● **TASKS FOR THIS EXERCISE**:
a – Answer these questions from the Advent reflection on water, marking each answer (i), (ii) or (iii):
(i) Which three Bible passages does it discuss?
(ii) Where did the ark settle?
(iii) What does God ultimately promise after the flood?
b – According to the Advent reflection on water, why must believers live differently? Answer in one to three sentences.
c – Summarize the Advent reflection on water in three sentences.

● **EXERCISE PASSAGE**:
_____
On this first Monday of Advent, our three passages are linked by a common theme: water. Water. Not a manger, or sheep, or angels. Water.
In Psalm 124, David writes “If the Lord had not been on our side when people attacked us…the flood would have engulfed us, the torrent would have swept over us, the raging waters would have swept us away.” Genesis 8 recounts that as the ark settled on the top of Mount Ararat, “…God remembered Noah and all the wild animals….and he sent a wind over the earth, and the waters receded.” Paul questions the reader in Romans 6, “Or don’t you know that all of us who were baptized into Christ Jesus were baptized into his death?….Now if we died with Christ, we believe that we will also live with him.”
Each of these writers uses the imagery of water in powerful and evocative ways. In Psalms and Genesis, the waters were dangerous. David paints a picture of the anger of Israel’s enemies, like a torrent, threatening to sweep away God’s people. But with God on its side, Israel remains safe. The writer of Genesis describes the end of the flood, recounting Noah’s patience as he waits and waits for the cleansing water of God’s wrath to recede from the earth. Ultimately, God promises never to destroy the world in that way again. In contrast, the water in the Romans passage is not dangerous, but full of hope. Paul affirms that the water of baptism is both a symbol and a reminder of the saving grace of our Lord through Christ Jesus.
As we begin the season of Advent, consider that we are waiting not just for the Christ child, but also for his sacrifice as symbolized by the water of baptism. As Paul writes, “Or don’t you know that all of us who were baptized into Christ Jesus were baptized into his death? We were therefore buried with him through baptism into death in order that, just as Christ was raised from the dead through the glory of the Father, we too may live a new life.”
Just as Christ’s birth turned the world upside down, so the raging waters of baptism turn our lives upside down. Through Christ’s sacrifice, we have died to sin and been set free from sin. We must live differently, dedicating ourselves to righteous service to the Lord. Paul calls us to live not under the law, but under grace. While Advent is often considered a time of waiting for the Christ child and thoughtful reflection, perhaps this year we need to challenge ourselves to do more than wait. The passages for today open up space for us to act with confidence in God’s saving grace. Our baptism into Christ frees us and challenges us to move through the torrent of a broken world. We know that ultimately, we WILL live with him forever.
_____
● **RECORDS SHOWN**:
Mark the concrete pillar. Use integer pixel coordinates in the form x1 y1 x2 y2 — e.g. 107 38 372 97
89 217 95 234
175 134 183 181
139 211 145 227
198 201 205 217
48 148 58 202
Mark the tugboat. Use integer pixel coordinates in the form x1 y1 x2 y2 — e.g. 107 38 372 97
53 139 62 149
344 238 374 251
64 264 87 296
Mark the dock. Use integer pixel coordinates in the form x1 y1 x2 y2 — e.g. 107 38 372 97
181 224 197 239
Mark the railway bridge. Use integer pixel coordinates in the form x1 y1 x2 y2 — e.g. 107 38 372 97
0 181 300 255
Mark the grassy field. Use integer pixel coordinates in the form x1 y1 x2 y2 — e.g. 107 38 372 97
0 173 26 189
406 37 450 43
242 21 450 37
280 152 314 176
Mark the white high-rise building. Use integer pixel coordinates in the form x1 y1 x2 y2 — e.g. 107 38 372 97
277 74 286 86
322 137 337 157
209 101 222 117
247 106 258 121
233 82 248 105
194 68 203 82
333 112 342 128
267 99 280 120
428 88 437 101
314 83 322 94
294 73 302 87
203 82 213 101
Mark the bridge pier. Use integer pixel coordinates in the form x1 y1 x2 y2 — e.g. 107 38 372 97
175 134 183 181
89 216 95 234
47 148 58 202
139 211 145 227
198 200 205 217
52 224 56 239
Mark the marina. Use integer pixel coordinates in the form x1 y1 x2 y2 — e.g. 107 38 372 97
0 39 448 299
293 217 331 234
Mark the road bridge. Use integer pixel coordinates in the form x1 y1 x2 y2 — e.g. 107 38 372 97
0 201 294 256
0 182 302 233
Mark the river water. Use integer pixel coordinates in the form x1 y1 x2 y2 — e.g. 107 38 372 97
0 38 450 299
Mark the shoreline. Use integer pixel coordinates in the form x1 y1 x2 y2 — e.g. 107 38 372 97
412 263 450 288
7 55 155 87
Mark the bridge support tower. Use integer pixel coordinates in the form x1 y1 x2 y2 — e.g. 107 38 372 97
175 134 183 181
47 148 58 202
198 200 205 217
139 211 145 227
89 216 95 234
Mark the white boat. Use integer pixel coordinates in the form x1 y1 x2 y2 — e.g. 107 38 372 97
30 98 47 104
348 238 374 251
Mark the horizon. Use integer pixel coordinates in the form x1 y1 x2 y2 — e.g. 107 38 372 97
_____
● **SOLUTIONS BELOW**:
a –
(i) Psalm 124, Genesis 8 and Romans 6.
(ii) On the top of Mount Ararat.
(iii) Never to destroy the world in that way again.

b – Through Christ's sacrifice, believers have died to sin and been set free from sin. For that reason they must live differently, dedicating themselves to righteous service to the Lord and living under grace rather than under the law.

c – Three readings for the first Monday of Advent, Psalm 124, Genesis 8 and Romans 6, share the theme of water. In the Psalm and Genesis the waters are dangerous, while in Romans the water of baptism is full of hope as a symbol and reminder of saving grace through Christ. Advent is therefore a time to wait for Christ's sacrifice as well as his birth, and to act with confidence in God's grace, since baptism frees believers from sin and calls them to live differently.